## Source document
— begin —
It has also become imperative that we see the government’s stone walling of the students’ protest in a context. The Information and Broadcasting Ministry has appointed people with a narrow vision in the institutions under them. FTII, Children’s Film Society and CBFC are examples that the film fraternity has objected to.
Meanwhile, we have watched the murders of rationalists and writers like Dr. Narendra Dabholkar, Govind Pansare and M.M.Kalburgi with dismay. These are clearly not random acts of violence. People are being murdered for their beliefs and opinions. There seems to be no attempt to unravel the larger picture and bring to book extremist groups that believe in ruthless violence to eliminate those who hold a counter view from theirs. There has been no official condemnation of these groups and we question this silence.
The lynching and murder of an ironsmith, Mohammed Akhlaq, in a village at the edge of our national capital has shattered our faith in the spirit of tolerance that is the core of our robust democracy. The mob that stood at this poor muslim man’s house had been empowered by the belief that this was an acceptable way to express rage. The current climate has validated this sentiment. Those who stand outside the circle drawn by the ruling elite are vulnerable in the most appalling manner. It has now come to light that members of the party that rule at the Centre led the mob. It is imperative that we take note of the impunity with which the mob was instigated. No condemnation is complete without naming the politically powerful who scripted this attack.
— end —
## Objectives
**a)** Name every person whom the passage on intolerance describes as murdered or lynched.
**b)** Answer these questions using the passage on intolerance.
(i) Which ministry appointed people with a narrow vision in the institutions under it?
(ii) For what are people being murdered?
(iii) What was Mohammed Akhlaq's occupation?
**c)** Write the next part of the passage on intolerance, picking up after its final sentence.

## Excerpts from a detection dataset
— begin —
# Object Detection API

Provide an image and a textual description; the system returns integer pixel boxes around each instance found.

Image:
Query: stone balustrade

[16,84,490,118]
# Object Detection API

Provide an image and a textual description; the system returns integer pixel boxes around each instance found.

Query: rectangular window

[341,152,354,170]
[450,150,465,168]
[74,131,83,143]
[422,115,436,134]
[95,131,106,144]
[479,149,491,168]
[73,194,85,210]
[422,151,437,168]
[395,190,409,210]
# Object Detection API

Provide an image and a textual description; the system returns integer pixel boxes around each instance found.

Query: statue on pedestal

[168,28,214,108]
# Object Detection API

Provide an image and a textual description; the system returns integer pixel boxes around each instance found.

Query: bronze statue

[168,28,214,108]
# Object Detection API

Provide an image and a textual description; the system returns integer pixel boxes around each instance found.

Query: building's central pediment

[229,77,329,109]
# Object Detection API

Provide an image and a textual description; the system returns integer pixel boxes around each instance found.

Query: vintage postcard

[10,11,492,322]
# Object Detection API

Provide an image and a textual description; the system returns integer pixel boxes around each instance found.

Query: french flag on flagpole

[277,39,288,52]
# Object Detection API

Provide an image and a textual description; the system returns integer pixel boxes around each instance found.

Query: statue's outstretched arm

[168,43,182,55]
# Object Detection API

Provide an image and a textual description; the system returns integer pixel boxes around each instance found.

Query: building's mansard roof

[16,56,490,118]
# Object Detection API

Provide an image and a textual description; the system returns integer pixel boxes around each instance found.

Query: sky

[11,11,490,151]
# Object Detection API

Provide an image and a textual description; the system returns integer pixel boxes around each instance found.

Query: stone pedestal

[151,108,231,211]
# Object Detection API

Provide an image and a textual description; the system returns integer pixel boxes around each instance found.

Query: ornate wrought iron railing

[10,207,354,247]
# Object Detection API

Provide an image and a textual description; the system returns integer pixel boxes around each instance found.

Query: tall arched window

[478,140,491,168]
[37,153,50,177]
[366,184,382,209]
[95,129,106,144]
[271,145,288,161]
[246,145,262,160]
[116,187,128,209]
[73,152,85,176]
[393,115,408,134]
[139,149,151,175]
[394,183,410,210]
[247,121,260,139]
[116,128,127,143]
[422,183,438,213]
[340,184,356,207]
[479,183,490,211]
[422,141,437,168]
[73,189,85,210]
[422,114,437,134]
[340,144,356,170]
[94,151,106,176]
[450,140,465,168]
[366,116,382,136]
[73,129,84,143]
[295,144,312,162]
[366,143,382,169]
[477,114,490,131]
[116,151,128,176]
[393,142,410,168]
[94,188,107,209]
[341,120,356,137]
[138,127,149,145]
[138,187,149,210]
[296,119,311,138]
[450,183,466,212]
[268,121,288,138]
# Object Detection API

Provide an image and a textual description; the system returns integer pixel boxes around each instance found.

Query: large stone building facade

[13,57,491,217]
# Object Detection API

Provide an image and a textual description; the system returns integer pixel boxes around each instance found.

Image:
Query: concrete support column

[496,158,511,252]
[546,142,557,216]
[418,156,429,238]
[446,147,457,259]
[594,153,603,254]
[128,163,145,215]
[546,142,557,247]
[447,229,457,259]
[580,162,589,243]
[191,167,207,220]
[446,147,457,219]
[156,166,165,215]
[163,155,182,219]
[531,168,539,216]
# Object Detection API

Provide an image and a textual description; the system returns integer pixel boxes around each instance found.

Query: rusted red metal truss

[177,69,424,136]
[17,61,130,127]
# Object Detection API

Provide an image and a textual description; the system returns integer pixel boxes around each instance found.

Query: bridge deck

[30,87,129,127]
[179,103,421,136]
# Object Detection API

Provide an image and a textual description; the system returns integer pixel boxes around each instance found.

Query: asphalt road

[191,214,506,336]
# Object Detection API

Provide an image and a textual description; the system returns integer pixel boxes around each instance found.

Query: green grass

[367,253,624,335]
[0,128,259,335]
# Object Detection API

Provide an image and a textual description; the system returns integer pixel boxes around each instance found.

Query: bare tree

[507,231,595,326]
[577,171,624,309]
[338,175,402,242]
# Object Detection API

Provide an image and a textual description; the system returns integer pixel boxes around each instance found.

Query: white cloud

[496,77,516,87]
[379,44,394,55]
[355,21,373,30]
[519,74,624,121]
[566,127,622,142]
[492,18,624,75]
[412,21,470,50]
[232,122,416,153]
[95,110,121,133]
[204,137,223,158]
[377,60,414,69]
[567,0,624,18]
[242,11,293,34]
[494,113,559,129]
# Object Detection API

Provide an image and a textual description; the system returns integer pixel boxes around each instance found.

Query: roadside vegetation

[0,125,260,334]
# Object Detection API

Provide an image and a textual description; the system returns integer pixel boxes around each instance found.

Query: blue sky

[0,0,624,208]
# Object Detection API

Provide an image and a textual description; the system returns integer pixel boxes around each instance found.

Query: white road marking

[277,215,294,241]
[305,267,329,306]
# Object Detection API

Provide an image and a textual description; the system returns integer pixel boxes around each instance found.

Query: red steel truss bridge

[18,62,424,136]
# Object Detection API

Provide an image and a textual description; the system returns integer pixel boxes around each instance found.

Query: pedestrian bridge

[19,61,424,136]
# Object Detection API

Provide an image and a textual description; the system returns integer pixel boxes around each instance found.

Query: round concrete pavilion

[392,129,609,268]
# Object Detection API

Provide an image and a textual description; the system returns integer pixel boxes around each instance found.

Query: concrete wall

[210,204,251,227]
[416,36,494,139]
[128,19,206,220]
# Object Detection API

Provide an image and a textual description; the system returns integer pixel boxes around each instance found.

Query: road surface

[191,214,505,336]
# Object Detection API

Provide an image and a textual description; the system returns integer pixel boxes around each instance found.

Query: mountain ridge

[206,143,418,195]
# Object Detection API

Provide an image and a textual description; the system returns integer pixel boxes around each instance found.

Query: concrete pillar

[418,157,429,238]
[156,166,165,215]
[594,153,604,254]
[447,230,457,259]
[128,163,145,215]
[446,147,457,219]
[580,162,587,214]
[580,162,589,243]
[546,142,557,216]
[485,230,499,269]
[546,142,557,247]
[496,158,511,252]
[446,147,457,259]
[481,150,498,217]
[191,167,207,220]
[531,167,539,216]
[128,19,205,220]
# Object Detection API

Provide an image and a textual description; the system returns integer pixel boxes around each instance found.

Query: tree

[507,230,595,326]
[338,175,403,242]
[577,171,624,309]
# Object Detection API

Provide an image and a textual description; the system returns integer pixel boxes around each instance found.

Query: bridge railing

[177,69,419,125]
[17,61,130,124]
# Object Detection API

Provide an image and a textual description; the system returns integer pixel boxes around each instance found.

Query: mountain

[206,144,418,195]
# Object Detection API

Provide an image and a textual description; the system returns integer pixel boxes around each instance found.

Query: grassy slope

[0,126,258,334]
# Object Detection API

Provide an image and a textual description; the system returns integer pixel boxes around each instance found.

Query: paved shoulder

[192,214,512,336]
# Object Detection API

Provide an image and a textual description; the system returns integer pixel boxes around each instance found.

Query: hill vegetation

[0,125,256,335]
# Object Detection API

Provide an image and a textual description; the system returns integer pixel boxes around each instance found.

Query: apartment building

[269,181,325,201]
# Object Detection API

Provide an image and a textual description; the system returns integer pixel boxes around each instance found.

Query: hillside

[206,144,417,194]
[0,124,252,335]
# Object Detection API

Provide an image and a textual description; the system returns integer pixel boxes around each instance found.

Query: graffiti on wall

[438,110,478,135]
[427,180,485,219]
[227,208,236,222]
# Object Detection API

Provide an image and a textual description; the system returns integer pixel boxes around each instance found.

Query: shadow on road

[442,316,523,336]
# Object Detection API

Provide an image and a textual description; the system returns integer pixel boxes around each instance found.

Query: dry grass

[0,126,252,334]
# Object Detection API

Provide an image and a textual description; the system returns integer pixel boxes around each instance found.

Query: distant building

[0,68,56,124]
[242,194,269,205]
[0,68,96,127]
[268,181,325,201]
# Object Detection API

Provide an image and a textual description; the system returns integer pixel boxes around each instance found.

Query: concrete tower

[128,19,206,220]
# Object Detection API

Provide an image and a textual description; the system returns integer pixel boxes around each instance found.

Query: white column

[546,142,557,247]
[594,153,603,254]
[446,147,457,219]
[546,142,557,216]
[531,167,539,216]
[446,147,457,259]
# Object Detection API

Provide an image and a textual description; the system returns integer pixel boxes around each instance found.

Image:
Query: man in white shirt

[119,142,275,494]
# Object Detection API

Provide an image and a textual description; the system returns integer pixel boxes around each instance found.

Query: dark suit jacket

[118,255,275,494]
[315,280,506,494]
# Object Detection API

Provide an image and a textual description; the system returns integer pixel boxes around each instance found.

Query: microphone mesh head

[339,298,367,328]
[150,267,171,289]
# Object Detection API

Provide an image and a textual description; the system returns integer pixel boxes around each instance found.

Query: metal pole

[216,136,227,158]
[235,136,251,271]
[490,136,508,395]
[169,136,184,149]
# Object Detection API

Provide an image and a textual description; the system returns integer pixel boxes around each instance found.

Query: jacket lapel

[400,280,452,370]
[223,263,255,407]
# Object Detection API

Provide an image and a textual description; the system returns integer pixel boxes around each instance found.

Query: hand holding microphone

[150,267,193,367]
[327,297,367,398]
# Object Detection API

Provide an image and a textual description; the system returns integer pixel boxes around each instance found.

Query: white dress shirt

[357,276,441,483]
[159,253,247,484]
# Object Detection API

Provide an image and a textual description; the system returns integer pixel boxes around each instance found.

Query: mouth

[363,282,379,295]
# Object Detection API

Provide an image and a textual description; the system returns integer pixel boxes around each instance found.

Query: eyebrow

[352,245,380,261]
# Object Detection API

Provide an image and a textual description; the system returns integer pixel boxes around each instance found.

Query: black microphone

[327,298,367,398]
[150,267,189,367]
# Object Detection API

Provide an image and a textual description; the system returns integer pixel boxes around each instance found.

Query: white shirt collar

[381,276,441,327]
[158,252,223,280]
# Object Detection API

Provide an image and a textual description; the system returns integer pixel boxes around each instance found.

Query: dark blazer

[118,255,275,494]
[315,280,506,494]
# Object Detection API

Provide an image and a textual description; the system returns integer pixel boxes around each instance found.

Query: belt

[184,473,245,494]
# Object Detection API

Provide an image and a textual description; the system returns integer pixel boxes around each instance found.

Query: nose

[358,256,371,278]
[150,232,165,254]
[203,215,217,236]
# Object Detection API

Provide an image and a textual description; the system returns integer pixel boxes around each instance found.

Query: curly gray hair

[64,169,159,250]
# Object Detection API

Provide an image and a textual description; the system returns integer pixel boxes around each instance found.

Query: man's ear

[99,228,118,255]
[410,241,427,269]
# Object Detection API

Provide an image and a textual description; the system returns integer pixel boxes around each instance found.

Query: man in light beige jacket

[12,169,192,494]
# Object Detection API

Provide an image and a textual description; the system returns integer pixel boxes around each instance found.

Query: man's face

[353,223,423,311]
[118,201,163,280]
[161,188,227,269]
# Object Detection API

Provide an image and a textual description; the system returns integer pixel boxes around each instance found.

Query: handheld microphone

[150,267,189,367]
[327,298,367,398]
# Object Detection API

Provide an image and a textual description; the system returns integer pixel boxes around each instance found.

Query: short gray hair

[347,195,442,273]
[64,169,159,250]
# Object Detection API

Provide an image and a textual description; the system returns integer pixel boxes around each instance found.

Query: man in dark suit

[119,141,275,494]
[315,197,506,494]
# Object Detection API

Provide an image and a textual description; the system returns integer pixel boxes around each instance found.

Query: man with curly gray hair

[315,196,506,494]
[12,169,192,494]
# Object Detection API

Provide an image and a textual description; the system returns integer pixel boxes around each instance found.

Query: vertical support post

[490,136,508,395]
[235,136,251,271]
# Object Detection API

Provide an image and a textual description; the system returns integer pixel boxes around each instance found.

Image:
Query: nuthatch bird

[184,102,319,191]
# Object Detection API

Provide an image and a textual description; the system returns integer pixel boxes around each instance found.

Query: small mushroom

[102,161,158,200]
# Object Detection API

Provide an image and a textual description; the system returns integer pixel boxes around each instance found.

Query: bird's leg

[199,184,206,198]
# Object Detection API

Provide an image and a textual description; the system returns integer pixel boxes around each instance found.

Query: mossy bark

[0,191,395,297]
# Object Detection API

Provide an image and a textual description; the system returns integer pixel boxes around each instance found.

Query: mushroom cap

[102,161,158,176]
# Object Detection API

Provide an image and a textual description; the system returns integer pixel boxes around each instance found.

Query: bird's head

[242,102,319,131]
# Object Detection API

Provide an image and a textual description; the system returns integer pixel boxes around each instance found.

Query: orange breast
— end —
## Answers to the exercises
**a)** Dr. Narendra Dabholkar, Govind Pansare, M.M. Kalburgi, Mohammed Akhlaq

**b)**
(i) The Information and Broadcasting Ministry
(ii) Their beliefs and opinions
(iii) He was an ironsmith.

**c)**
We are filmmakers who have been awarded by your most esteemed office. We hold that to be a high honour. Our cinema represents a rich diversity of political opinions and aesthetic expression. It was a matter of great pride for us that the government of India had awarded this plurality. If we do not stand up and register our protest now we are in the danger of being a part of the process that is flattening out our beautiful landscape of diversity. Freedom of expression are not mere words for us, it is a way of life we hold dear. Each life led differently from the mainstream is precious, we must fight for this right to pray, eat, love, work as we wish.
We feel compelled to return the honour that the State had bestowed on us. This is not an attempt to undermine your office but a heartfelt plea. Condoling deaths without interrogating the forces that scripted those murders reveals a tacit acceptance of the ugly forces distorting our country. The Government of India must urgently reveal its commitment to protect the freedom of expression of each citizen.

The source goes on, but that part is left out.